§ Listed records:
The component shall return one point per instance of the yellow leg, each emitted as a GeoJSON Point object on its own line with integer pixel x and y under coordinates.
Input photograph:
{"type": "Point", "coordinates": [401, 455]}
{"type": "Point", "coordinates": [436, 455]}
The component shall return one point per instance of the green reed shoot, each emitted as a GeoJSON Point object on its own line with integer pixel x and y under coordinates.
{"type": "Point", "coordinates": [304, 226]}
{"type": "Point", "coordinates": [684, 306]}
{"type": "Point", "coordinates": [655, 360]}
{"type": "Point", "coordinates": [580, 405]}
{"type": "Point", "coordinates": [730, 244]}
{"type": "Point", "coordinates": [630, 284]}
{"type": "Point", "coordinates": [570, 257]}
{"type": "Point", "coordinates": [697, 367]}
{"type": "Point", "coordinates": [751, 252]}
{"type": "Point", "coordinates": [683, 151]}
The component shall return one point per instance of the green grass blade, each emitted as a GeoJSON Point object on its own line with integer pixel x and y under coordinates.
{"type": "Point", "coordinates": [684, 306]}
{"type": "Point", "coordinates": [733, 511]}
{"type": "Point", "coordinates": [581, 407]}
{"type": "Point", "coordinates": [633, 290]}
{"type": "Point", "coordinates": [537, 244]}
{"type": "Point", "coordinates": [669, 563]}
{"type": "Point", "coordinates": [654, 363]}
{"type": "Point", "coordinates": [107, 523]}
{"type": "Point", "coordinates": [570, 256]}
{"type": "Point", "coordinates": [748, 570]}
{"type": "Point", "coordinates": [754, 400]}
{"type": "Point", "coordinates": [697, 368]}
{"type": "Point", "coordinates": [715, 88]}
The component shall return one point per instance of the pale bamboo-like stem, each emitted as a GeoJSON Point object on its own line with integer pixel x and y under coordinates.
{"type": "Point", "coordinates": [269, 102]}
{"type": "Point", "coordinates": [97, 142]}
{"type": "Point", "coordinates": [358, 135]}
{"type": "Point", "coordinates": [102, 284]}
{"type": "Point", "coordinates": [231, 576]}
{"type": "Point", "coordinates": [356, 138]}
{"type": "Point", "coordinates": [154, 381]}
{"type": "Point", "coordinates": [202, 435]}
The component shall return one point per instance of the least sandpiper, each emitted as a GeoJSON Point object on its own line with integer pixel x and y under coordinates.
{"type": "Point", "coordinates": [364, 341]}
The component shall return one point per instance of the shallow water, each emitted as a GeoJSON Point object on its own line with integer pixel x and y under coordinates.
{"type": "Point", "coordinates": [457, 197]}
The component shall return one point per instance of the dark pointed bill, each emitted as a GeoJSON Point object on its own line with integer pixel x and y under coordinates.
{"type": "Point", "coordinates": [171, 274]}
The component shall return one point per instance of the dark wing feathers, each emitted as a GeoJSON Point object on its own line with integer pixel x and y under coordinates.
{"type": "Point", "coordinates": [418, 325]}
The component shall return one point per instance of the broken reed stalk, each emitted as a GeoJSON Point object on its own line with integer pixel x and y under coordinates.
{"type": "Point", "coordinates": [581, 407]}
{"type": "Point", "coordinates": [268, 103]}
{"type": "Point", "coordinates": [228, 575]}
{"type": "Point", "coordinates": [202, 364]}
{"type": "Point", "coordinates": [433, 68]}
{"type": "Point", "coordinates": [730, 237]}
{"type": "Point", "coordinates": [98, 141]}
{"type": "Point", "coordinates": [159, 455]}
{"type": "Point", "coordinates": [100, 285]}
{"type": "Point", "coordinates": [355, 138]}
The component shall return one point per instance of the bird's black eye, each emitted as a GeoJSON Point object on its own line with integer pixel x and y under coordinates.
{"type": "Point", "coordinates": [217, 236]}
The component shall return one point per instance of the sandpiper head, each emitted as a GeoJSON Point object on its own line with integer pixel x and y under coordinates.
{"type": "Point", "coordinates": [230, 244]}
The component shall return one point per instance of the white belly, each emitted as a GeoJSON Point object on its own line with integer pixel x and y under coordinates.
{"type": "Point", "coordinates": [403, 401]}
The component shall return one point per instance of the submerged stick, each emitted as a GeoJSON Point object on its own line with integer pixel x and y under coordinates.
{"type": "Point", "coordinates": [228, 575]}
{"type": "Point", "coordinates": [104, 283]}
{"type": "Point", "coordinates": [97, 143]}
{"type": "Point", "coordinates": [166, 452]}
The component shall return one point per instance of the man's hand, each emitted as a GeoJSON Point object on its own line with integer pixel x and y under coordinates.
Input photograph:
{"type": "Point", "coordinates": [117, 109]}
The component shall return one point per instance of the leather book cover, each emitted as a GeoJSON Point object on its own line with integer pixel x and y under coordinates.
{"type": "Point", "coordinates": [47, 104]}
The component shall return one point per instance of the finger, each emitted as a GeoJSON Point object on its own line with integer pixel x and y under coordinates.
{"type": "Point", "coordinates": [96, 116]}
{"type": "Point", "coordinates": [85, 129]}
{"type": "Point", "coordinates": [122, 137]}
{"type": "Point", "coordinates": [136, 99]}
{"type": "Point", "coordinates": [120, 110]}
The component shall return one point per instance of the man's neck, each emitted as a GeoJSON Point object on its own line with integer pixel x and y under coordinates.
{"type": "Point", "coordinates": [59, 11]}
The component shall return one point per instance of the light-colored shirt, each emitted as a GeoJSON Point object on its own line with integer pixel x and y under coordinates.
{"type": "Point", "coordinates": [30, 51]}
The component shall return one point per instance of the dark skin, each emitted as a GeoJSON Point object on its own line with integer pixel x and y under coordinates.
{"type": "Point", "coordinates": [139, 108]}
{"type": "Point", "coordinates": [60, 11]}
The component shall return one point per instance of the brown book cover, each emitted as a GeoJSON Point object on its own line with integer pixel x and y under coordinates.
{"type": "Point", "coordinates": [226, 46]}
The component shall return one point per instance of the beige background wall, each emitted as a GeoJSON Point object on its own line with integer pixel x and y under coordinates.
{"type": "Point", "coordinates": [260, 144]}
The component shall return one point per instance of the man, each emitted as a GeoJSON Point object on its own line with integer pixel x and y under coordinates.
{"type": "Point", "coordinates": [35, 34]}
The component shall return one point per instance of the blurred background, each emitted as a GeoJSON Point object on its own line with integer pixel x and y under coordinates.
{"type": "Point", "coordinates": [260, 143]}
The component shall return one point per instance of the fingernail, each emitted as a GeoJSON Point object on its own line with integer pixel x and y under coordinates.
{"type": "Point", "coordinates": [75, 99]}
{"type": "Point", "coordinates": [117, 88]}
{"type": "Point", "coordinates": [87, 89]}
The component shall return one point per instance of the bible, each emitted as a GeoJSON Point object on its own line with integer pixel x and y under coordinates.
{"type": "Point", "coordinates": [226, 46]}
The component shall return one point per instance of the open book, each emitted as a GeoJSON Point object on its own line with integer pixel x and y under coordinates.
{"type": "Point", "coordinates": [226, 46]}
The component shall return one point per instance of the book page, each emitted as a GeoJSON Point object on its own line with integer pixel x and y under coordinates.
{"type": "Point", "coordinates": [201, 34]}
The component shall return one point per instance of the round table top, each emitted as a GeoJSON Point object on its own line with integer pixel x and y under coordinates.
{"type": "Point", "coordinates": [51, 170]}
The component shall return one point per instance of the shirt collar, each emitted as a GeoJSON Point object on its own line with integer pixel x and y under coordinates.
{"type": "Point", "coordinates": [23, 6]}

§ The problem:
Nothing added, nothing dropped: copy the data above.

§ Answer to the exercise:
The component shall return one point per instance of the yellow leg, each emitted as a GeoJSON Point object on its own line with integer pixel x and y under coordinates.
Input photograph:
{"type": "Point", "coordinates": [401, 455]}
{"type": "Point", "coordinates": [436, 455]}
The component shall return one point per instance of the green reed shoot, each emitted as a GeoJSON Point object on its own line with integer pixel x and y under coordinates.
{"type": "Point", "coordinates": [304, 226]}
{"type": "Point", "coordinates": [684, 306]}
{"type": "Point", "coordinates": [655, 360]}
{"type": "Point", "coordinates": [580, 405]}
{"type": "Point", "coordinates": [730, 244]}
{"type": "Point", "coordinates": [630, 284]}
{"type": "Point", "coordinates": [570, 257]}
{"type": "Point", "coordinates": [697, 367]}
{"type": "Point", "coordinates": [751, 252]}
{"type": "Point", "coordinates": [683, 151]}
The component shall return one point per instance of the green grass blade, each emitted as a GeoJSON Point object on its own line with integer pixel x and y under coordinates.
{"type": "Point", "coordinates": [684, 306]}
{"type": "Point", "coordinates": [733, 511]}
{"type": "Point", "coordinates": [581, 407]}
{"type": "Point", "coordinates": [633, 290]}
{"type": "Point", "coordinates": [537, 244]}
{"type": "Point", "coordinates": [669, 563]}
{"type": "Point", "coordinates": [654, 363]}
{"type": "Point", "coordinates": [107, 523]}
{"type": "Point", "coordinates": [570, 256]}
{"type": "Point", "coordinates": [748, 570]}
{"type": "Point", "coordinates": [754, 400]}
{"type": "Point", "coordinates": [697, 368]}
{"type": "Point", "coordinates": [715, 88]}
The component shall return one point per instance of the pale bamboo-like stem, each emitted as a GeoJSON Point object on its own line with integer pixel x and y under coordinates.
{"type": "Point", "coordinates": [269, 102]}
{"type": "Point", "coordinates": [97, 142]}
{"type": "Point", "coordinates": [358, 135]}
{"type": "Point", "coordinates": [102, 284]}
{"type": "Point", "coordinates": [231, 576]}
{"type": "Point", "coordinates": [356, 138]}
{"type": "Point", "coordinates": [154, 381]}
{"type": "Point", "coordinates": [202, 435]}
The component shall return one point per instance of the least sandpiper, each emitted as a GeoJSON Point object on its own line with integer pixel x and y under coordinates.
{"type": "Point", "coordinates": [364, 341]}
The component shall return one point per instance of the shallow water, each emitted as a GeoJSON Point object on its own line with integer pixel x and y under coordinates.
{"type": "Point", "coordinates": [457, 197]}
The component shall return one point per instance of the dark pointed bill, each emitted as a GeoJSON Point object on its own line with integer pixel x and y under coordinates.
{"type": "Point", "coordinates": [171, 274]}
The component shall return one point per instance of the dark wing feathers, each emitted as a GeoJSON Point object on its own line with integer pixel x and y under coordinates.
{"type": "Point", "coordinates": [418, 325]}
The component shall return one point per instance of the broken reed stalk, each emitted as a GeoJSON Point object on its own line with integer pixel x and y under coordinates.
{"type": "Point", "coordinates": [581, 407]}
{"type": "Point", "coordinates": [268, 103]}
{"type": "Point", "coordinates": [228, 575]}
{"type": "Point", "coordinates": [202, 364]}
{"type": "Point", "coordinates": [433, 68]}
{"type": "Point", "coordinates": [730, 237]}
{"type": "Point", "coordinates": [98, 141]}
{"type": "Point", "coordinates": [159, 455]}
{"type": "Point", "coordinates": [100, 285]}
{"type": "Point", "coordinates": [355, 138]}
The component shall return one point per instance of the bird's black eye, each emitted as a GeoJSON Point object on its own line with integer pixel x and y under coordinates.
{"type": "Point", "coordinates": [217, 236]}
The component shall return one point per instance of the sandpiper head, each emitted as a GeoJSON Point object on its own line with integer pixel x and y under coordinates.
{"type": "Point", "coordinates": [230, 244]}
The component shall return one point per instance of the white belly, each emitted as a GeoJSON Point object on its own line with integer pixel x and y under coordinates.
{"type": "Point", "coordinates": [403, 401]}
The component shall return one point per instance of the submerged stick, each emitted as a GeoJSON Point object on its own line with integer pixel x and y under coordinates.
{"type": "Point", "coordinates": [228, 575]}
{"type": "Point", "coordinates": [104, 283]}
{"type": "Point", "coordinates": [97, 143]}
{"type": "Point", "coordinates": [166, 452]}
The component shall return one point per instance of the man's hand, each emitted as a GeoJSON Point object on its own line with integer pixel x and y under coordinates.
Input photograph:
{"type": "Point", "coordinates": [117, 109]}
The component shall return one point per instance of the leather book cover, each emitted as a GeoJSON Point object on its own line with integer pixel x and y under coordinates.
{"type": "Point", "coordinates": [47, 104]}
The component shall return one point per instance of the finger, each emitted as a GeoJSON Point object on its own line with integer pixel x and y under coordinates.
{"type": "Point", "coordinates": [96, 116]}
{"type": "Point", "coordinates": [85, 129]}
{"type": "Point", "coordinates": [122, 137]}
{"type": "Point", "coordinates": [136, 99]}
{"type": "Point", "coordinates": [120, 110]}
The component shall return one point per instance of the man's neck, each emitted as a GeoJSON Point object on its own line with integer pixel x and y under coordinates.
{"type": "Point", "coordinates": [59, 11]}
The component shall return one point per instance of the light-colored shirt, each emitted as a GeoJSON Point object on its own line with integer pixel x and y under coordinates.
{"type": "Point", "coordinates": [30, 51]}
The component shall return one point per instance of the dark skin, each emitted as a GeoJSON Point object on its own line with integer pixel x and y under coordinates.
{"type": "Point", "coordinates": [139, 108]}
{"type": "Point", "coordinates": [60, 11]}
The component shall return one point per instance of the brown book cover, each emitted as a GeoJSON Point object on its own line with integer pixel x and y under coordinates.
{"type": "Point", "coordinates": [226, 46]}
The component shall return one point per instance of the beige background wall, each emitted as a GeoJSON Point object on its own line with integer pixel x and y under coordinates.
{"type": "Point", "coordinates": [260, 144]}
The component shall return one point per instance of the man, each emitted as a GeoJSON Point object on its own line with integer pixel x and y under coordinates.
{"type": "Point", "coordinates": [35, 34]}
The component shall return one point per instance of the blurred background, each emitted as a GeoJSON Point object on its own line with integer pixel x and y under coordinates.
{"type": "Point", "coordinates": [260, 143]}
The component shall return one point per instance of the fingernail, each emitted as a GeoJSON Point object on its own line with integer pixel x and y under coordinates.
{"type": "Point", "coordinates": [75, 99]}
{"type": "Point", "coordinates": [117, 88]}
{"type": "Point", "coordinates": [87, 89]}
The component shall return one point per instance of the bible, each emitted as a GeoJSON Point object on its own line with integer pixel x and y under coordinates.
{"type": "Point", "coordinates": [226, 46]}
The component shall return one point per instance of the open book, each emitted as a GeoJSON Point object on its own line with integer pixel x and y under coordinates.
{"type": "Point", "coordinates": [226, 46]}
The component shall return one point per instance of the book page, each emitted as a GeoJSON Point object on its own line with integer pixel x and y under coordinates.
{"type": "Point", "coordinates": [201, 34]}
The component shall return one point per instance of the round table top, each emitted as a GeoJSON Point object on its own line with integer pixel x and y under coordinates.
{"type": "Point", "coordinates": [51, 170]}
The component shall return one point per instance of the shirt collar, each emitted as a GeoJSON Point object on its own line with integer pixel x and y under coordinates.
{"type": "Point", "coordinates": [23, 6]}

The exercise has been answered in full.